• [PROBLEM DETAILS]
Could you reproduce the entries word for word, from their start through the line holding "[125,16,153,56]", that line included, and leave the pictures out of your answer?

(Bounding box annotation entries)

#####

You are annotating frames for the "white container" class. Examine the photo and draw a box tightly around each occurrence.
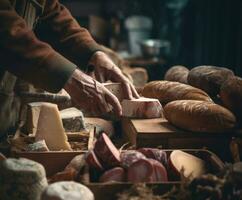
[125,16,153,56]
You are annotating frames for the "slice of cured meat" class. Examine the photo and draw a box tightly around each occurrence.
[99,167,126,183]
[121,150,146,168]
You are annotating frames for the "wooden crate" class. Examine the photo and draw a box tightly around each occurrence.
[12,130,94,176]
[86,149,224,200]
[122,118,235,161]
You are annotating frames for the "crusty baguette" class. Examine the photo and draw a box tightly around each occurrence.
[220,76,242,122]
[164,100,236,133]
[187,66,234,97]
[142,81,212,105]
[164,65,189,84]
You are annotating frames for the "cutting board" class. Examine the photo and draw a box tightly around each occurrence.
[122,118,234,160]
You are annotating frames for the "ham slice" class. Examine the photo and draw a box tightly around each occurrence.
[86,150,104,171]
[127,159,153,183]
[149,159,168,182]
[99,167,126,183]
[121,150,146,168]
[138,148,167,166]
[121,97,163,119]
[94,133,121,168]
[169,150,207,179]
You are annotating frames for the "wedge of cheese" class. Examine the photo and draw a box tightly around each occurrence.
[60,107,85,132]
[35,103,72,151]
[25,102,44,135]
[41,181,94,200]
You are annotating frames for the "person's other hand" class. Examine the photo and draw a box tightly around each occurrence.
[64,69,122,116]
[89,51,139,99]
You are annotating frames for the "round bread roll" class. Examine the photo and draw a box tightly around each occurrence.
[41,181,94,200]
[142,81,212,105]
[220,76,242,121]
[164,65,189,84]
[187,66,234,97]
[164,100,236,133]
[0,158,48,200]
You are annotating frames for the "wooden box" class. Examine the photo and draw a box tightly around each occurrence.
[12,130,94,176]
[33,149,224,200]
[122,118,235,161]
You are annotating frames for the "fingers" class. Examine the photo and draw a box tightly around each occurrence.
[122,82,133,99]
[130,84,140,99]
[105,88,122,116]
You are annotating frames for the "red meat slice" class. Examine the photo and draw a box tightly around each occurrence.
[127,159,153,183]
[148,159,168,182]
[99,167,126,183]
[86,150,103,171]
[121,150,146,168]
[94,133,120,168]
[138,148,168,167]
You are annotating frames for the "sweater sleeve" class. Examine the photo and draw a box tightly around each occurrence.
[0,0,76,92]
[37,0,101,71]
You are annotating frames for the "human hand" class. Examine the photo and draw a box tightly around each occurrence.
[64,69,122,116]
[89,51,139,99]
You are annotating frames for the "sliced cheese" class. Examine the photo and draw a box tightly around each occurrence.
[35,103,71,151]
[121,97,163,119]
[0,158,48,200]
[28,140,49,151]
[60,108,85,132]
[25,102,44,135]
[41,181,94,200]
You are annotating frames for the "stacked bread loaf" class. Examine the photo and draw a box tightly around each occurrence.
[142,66,242,132]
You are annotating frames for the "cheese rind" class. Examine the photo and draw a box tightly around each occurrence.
[28,140,49,151]
[121,97,163,119]
[41,181,94,200]
[35,103,72,151]
[25,102,44,135]
[60,108,85,132]
[0,158,48,200]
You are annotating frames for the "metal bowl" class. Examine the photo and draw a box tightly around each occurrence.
[139,39,170,58]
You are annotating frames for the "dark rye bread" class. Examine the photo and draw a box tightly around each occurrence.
[142,81,212,105]
[164,65,189,84]
[187,66,234,97]
[164,100,236,133]
[220,76,242,122]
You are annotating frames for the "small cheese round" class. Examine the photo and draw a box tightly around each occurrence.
[41,181,94,200]
[0,158,48,200]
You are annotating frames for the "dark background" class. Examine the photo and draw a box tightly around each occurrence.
[61,0,242,76]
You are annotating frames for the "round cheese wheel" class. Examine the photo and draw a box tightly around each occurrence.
[0,158,48,200]
[41,181,94,200]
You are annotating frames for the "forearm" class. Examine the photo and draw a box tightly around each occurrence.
[37,0,101,71]
[0,0,76,92]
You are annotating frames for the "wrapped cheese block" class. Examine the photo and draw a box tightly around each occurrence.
[41,181,94,200]
[35,103,71,151]
[0,158,48,200]
[142,81,212,105]
[121,97,163,119]
[164,100,236,132]
[220,76,242,122]
[60,108,85,132]
[25,102,44,135]
[164,65,189,84]
[28,140,49,151]
[187,66,234,97]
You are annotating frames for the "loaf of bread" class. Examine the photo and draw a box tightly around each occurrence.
[187,66,234,97]
[164,65,189,84]
[220,76,242,122]
[142,81,212,105]
[164,100,236,133]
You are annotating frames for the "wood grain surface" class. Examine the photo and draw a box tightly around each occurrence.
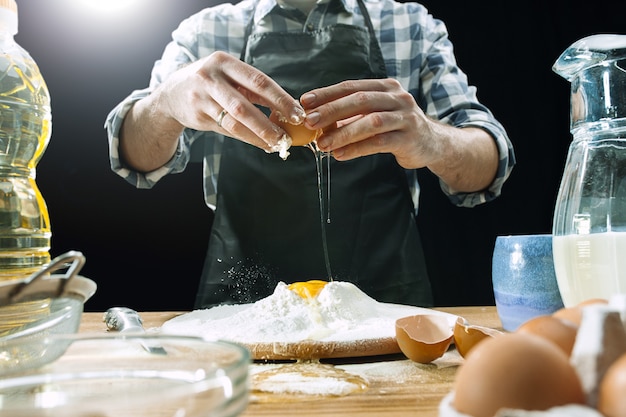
[79,306,502,417]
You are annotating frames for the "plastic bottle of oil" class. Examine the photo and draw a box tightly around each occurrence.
[0,0,52,336]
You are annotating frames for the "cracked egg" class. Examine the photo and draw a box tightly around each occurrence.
[396,314,454,363]
[270,110,322,146]
[454,317,502,357]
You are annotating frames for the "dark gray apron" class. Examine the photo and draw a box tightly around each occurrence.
[196,0,432,308]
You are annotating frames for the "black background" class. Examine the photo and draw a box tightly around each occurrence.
[16,0,626,311]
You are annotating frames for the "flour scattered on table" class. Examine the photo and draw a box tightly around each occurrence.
[161,281,454,344]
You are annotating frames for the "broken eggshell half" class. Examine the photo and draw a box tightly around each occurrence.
[454,317,502,357]
[396,314,454,363]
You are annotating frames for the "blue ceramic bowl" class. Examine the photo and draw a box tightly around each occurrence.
[492,234,563,331]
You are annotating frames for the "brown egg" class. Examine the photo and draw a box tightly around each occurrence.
[516,315,578,356]
[396,314,454,363]
[454,317,502,357]
[270,111,322,146]
[597,354,626,417]
[452,333,585,417]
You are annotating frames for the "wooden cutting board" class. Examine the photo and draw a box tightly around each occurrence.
[241,337,401,360]
[165,303,457,360]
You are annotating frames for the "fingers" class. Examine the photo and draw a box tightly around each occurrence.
[170,52,304,151]
[301,79,424,160]
[212,54,304,148]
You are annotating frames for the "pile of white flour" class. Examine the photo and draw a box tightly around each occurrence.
[161,281,454,344]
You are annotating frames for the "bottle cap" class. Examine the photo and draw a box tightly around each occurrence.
[0,0,17,13]
[0,0,17,35]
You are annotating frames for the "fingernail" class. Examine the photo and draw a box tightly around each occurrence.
[305,111,320,126]
[300,93,315,107]
[290,107,306,125]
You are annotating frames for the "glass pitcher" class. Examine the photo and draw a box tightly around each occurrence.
[552,35,626,307]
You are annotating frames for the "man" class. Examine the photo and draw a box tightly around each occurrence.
[106,0,515,308]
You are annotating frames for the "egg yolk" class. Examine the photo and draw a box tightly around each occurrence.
[287,279,328,299]
[270,111,322,146]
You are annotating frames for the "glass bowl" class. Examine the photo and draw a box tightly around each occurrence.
[0,333,250,417]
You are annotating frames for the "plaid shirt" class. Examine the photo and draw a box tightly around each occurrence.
[105,0,515,210]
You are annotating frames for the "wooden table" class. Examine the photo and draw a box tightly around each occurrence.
[79,306,501,417]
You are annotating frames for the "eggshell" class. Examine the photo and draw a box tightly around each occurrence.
[396,314,454,363]
[597,354,626,417]
[516,315,578,356]
[552,298,608,326]
[270,111,322,146]
[454,317,502,357]
[453,333,585,417]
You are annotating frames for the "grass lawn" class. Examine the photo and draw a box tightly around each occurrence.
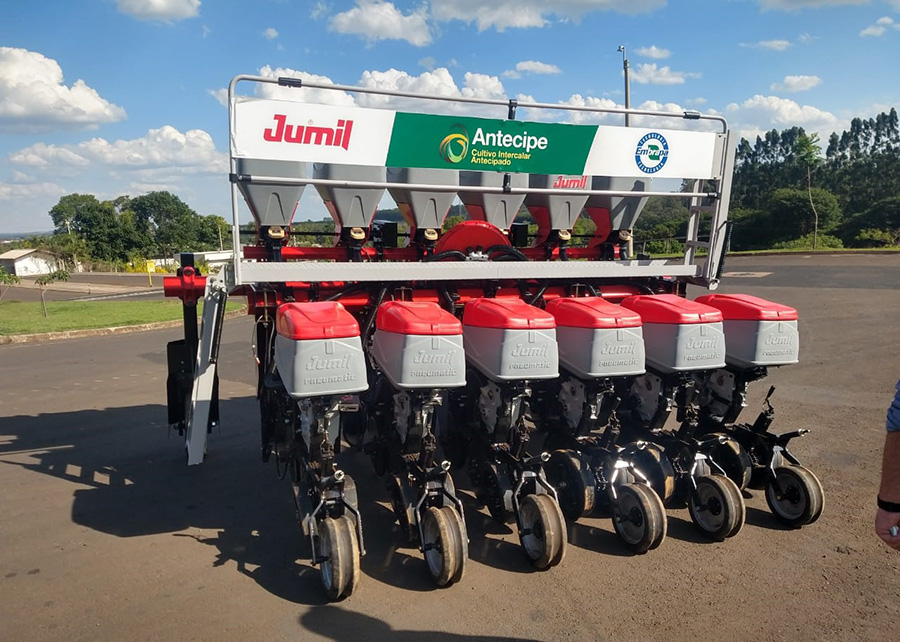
[0,299,241,335]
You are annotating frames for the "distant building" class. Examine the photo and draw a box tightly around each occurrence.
[0,250,60,277]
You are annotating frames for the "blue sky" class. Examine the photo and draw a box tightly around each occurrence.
[0,0,900,232]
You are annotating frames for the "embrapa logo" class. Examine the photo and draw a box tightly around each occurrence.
[263,114,353,149]
[440,125,469,165]
[634,132,669,174]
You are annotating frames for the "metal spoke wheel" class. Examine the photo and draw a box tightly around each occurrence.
[545,450,597,521]
[704,432,753,490]
[318,515,359,601]
[612,484,667,553]
[422,506,468,587]
[619,442,675,505]
[519,495,567,570]
[688,475,743,542]
[766,466,825,526]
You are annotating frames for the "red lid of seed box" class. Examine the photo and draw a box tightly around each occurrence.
[275,301,359,340]
[545,296,641,328]
[375,301,462,335]
[622,294,722,325]
[463,298,556,330]
[697,294,797,321]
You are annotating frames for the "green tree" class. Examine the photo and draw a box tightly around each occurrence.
[130,192,204,257]
[0,267,22,301]
[769,187,841,241]
[34,270,69,319]
[841,196,900,247]
[794,132,822,250]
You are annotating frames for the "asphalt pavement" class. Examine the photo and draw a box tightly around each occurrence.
[0,255,900,642]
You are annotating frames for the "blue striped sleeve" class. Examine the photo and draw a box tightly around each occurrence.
[887,381,900,432]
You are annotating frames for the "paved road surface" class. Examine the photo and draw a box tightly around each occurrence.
[0,256,900,642]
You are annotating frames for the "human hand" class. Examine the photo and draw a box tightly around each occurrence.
[875,508,900,551]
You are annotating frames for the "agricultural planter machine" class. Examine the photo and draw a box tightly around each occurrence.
[165,76,822,599]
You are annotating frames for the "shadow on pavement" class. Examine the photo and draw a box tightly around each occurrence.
[299,604,537,642]
[0,397,568,605]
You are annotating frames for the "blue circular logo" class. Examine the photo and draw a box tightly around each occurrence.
[634,132,669,174]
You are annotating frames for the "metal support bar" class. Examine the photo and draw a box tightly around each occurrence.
[234,174,718,198]
[228,74,728,132]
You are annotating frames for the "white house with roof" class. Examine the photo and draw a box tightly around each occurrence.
[0,249,60,277]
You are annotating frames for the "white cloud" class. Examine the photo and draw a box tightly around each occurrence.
[116,0,200,22]
[859,25,887,38]
[756,40,791,51]
[328,0,431,47]
[516,60,562,74]
[0,47,125,132]
[725,94,841,140]
[859,15,900,38]
[631,63,700,85]
[9,125,228,174]
[0,182,66,201]
[431,0,666,31]
[503,60,562,79]
[771,76,822,92]
[634,45,672,60]
[759,0,869,11]
[206,87,228,107]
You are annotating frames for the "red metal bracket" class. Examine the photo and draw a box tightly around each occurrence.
[163,266,206,305]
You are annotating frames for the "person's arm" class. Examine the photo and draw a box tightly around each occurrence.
[875,382,900,550]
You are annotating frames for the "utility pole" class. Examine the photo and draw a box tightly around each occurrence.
[616,45,631,127]
[616,45,634,259]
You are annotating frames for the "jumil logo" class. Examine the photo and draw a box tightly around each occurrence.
[634,132,669,174]
[440,125,469,165]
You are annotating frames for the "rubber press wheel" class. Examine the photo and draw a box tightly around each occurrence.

#####

• [REPLY TO THE EXERCISE]
You are annotating frames for the "white container" class. Examine the photo and draw a box tightly around each occurrence.
[125,16,153,56]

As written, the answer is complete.